Another break through in acne treatment has been reported. In the coming years, we believe that many skin conditions will be easily manageable if not completely cured with the technology that is coming out daily, such as DRM01, a substance still in the works from a company known as Dermira. Exciting stuff.
Biopharmaceutical company Dermira announced topline results from its Phase 2b dose-ranging study for DRM01 in patients with facial acne vulgaris. DRM01 is a novel, small molecule designed to inhibit sebum production following topical application-it inhibits acetyl coenzyme-A carboxylase, an enzyme that plays an important role in the synthesis of fatty acids, which are essential components of the majority of sebum lipids.
The randomized, multicenter, double-blind, parallel-group, vehicle-controlled study-which included 420 patients each with a minimum of 20 inflammatory and 20 non-inflammatory lesions-evaluated the safety and efficacy of DRM01 and demonstrated statistically significant improvements in all primary endpoints compared to vehicle at the highest dose (7.5% twice daily) and in most primary endpoints at the two lower doses (7.5% once daily or 4.0% once daily). DRM01 was well tolerated with adverse events primarily mild or moderate in severity. The primary endpoints were absolute changes from baseline in inflammatory and non-inflammatory lesion counts and the proportion of patients achieving at least a two-point improvement from baseline on the five-point Investigator’s Global Assessment (IGA) scale. Each endpoint was measured at the end of a 12-week treatment period.

◆ INFORMATION ◆
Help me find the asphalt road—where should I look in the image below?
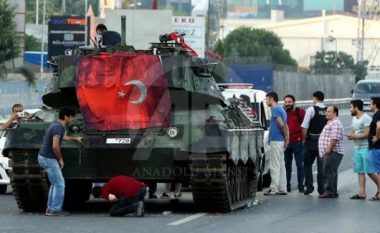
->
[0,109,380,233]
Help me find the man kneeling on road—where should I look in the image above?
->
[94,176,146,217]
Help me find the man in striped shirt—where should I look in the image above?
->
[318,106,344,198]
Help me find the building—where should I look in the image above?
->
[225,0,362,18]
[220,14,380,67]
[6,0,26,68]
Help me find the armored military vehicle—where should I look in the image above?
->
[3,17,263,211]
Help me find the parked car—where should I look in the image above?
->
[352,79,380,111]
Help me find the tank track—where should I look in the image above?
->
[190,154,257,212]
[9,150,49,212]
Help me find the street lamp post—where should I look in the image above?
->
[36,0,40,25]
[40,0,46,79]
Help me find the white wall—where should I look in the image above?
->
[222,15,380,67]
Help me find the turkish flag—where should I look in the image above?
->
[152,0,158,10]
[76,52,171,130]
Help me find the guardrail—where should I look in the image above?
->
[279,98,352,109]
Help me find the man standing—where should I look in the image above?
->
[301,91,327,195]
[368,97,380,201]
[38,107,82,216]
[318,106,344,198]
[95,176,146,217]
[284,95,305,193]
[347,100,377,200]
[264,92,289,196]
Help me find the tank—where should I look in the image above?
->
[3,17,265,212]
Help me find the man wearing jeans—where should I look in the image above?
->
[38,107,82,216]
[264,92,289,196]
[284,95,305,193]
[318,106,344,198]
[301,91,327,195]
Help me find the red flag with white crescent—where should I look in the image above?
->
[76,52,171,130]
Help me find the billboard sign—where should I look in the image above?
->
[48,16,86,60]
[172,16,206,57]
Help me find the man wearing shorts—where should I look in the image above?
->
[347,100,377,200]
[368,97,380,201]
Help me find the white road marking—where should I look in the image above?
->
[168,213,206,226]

==

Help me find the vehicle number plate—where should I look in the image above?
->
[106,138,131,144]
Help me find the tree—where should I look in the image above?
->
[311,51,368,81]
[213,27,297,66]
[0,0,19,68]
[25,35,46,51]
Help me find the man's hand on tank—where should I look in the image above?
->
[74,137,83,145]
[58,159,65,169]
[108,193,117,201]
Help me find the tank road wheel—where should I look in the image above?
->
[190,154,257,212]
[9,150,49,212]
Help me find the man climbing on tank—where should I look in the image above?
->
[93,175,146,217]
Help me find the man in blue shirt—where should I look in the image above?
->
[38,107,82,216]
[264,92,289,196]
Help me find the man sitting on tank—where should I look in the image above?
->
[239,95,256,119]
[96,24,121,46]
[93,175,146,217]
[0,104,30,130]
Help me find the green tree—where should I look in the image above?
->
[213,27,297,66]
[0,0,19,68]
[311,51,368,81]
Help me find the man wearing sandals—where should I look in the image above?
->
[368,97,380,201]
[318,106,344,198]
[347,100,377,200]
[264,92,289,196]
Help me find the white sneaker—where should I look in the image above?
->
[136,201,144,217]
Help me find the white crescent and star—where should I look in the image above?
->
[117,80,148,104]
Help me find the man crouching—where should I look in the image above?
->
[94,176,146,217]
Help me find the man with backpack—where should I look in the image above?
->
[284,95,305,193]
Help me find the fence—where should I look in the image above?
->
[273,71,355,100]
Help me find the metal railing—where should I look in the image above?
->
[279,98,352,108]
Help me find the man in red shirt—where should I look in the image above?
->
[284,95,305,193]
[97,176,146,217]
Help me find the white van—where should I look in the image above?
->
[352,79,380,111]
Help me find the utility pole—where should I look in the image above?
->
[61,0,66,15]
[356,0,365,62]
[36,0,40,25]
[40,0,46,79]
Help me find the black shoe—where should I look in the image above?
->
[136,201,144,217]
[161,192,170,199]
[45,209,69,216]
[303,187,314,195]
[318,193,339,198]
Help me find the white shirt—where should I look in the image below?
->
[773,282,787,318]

◆ WHAT THIS EXERCISE ASKS ◆
(a) According to the passage on the acne treatment DRM01, which enzyme does DRM01 inhibit?
(b) Continue the passage on the acne treatment DRM01 from its final sentence.

◆ ANSWERS TO THE PROBLEMS ◆
(a) Acetyl coenzyme-A carboxylase.

(b)
Overall, a dose response was observed for all three primary endpoints. At the 4.0% once-daily dose and 7.5% once-daily dose, DRM01 demonstrated statistically significant improvements in all three primary endpoints compared to the vehicle groups. The number of inflammatory lesions in patients treated with the highest dose of DRM01 (7.5% twice daily) was reduced by an average of 15.0 compared to 10.7 (55.6% to 40.0%) in patients in the vehicle groups. Non-inflammatory lesions were reduced by an average of 17.5 compared to 9.3 in patients (47.8% to 28.7%) in the vehicle groups. At the end of the 12-week treatment period, 25.9% of patients treated with this dosage achieved a successful improvement in the IGA score (minimum two-grade improvement) compared to 9.8% of patients in the combined vehicle group.
Based on these results, Dermira plans to initiate a Phase 3 program to evaluate the safety and efficacy of DRM01 as a potential treatment for acne in adult and adolescent patients. The initiation of this program is targeted for the first half of 2017, subject to an end-of-Phase 2 meeting with the U.S. Food and Drug Administration (FDA).